> SOURCE TEXT:
== Segment start ==

In Outlook, he said he was pushing 3,000 lb. per acre of beans with the fertilized trials, but for all dryland sites the yield was 1,800 to 1,900 lb.
Even the Outlook land that had grown beans in the past, Hnatowich did his own careful analyses to look for the infection by the potential rhizobium.
“I went into each and every plot and dug up roots. We had a treatment where there was no inoculant applied. I went in and I could find nodules, which meant that the bacteria that will cause nitrogen fixation to occur was there. It was in the soils. So, what I was doing was looking for those things and finding them. Then I went in where we did apply this strain of inoculant and I was not finding any more than where we didn’t apply any inoculant. So, it was telling me that soil bacteria was doing the job,” he said.
“What it was doing was riding on indigenous background populations that historically have been built up at Outlook and they contributed to 2,000 lb. plus of yield for me.”
While the yield dropped on the four dryland sites to less than 2,000 lb., they all had a significant yield response to the nitrogen fertilizers.
However, most of the test plots across the four dryland locations experienced significant drought-like conditions during the study, which affected yields to different degrees, depending on moisture levels.
Indian Head had the greatest decline in yield due to dryness on heavily textured soils.
“Establishment can often be difficult with beans under heavy textured soils. They tend to like a loam type of texture. That being said, if you can get them out of the ground, they don’t mind the heavy clays. The moisture-holding capacity of the place can certainly be a benefit. But where no nitrogen into the system, no yield. You put 80 lb. into it and you push into about 800-900 lb. worth of beans coming out,” he said.

== Segment end ==

> INPUT DATA:
== Segment start ==

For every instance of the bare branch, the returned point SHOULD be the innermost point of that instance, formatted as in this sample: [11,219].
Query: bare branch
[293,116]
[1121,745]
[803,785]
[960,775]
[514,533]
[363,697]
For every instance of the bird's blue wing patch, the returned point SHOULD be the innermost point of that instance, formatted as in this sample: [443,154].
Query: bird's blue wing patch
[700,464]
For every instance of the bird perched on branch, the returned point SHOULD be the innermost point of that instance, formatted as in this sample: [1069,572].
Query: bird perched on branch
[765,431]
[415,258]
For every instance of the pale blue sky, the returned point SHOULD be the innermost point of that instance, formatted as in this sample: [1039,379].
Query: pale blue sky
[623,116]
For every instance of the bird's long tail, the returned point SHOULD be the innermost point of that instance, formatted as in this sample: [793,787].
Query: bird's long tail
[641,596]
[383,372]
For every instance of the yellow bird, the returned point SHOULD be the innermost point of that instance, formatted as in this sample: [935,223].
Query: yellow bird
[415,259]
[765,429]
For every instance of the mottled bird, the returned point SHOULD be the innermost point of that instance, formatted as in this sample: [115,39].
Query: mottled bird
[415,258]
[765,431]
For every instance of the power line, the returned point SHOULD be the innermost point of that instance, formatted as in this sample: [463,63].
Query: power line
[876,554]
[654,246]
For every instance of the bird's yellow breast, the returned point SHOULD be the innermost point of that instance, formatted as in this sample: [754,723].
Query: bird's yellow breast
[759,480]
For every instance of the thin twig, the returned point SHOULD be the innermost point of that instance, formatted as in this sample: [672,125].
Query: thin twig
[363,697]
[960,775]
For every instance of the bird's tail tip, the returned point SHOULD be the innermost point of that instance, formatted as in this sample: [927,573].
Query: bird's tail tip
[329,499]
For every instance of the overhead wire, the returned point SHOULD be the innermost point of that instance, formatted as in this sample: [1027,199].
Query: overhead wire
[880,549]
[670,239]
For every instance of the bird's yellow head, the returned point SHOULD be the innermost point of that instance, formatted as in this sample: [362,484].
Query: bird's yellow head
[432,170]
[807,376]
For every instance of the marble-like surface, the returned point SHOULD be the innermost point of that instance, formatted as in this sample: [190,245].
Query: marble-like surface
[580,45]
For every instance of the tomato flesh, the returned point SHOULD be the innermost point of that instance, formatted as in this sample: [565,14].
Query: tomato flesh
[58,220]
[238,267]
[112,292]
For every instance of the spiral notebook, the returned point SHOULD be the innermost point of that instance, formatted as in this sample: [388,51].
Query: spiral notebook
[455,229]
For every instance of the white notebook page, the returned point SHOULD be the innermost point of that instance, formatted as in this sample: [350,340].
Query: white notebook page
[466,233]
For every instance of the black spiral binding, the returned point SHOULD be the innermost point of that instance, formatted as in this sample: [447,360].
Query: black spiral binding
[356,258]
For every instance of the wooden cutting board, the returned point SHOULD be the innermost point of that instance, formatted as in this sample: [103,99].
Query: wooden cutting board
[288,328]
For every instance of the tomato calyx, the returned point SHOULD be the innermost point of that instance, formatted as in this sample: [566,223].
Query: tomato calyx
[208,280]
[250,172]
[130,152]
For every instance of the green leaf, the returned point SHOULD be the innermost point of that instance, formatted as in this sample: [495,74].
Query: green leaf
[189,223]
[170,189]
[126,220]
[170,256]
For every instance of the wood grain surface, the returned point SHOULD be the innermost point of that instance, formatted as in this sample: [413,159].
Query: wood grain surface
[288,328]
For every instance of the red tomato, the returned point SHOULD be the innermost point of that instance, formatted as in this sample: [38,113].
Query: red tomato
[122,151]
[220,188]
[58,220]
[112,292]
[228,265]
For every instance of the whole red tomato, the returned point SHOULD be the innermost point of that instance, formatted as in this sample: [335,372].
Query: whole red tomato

== Segment end ==

> ASSIGNMENT: Translate this sentence from the text on the bean fertilizer trials into Spanish: "Indian Head had the greatest decline in yield due to dryness on heavily textured soils."

> EXERCISE RESULT: Indian Head tuvo la mayor disminución del rendimiento debido a la sequedad en suelos de textura pesada.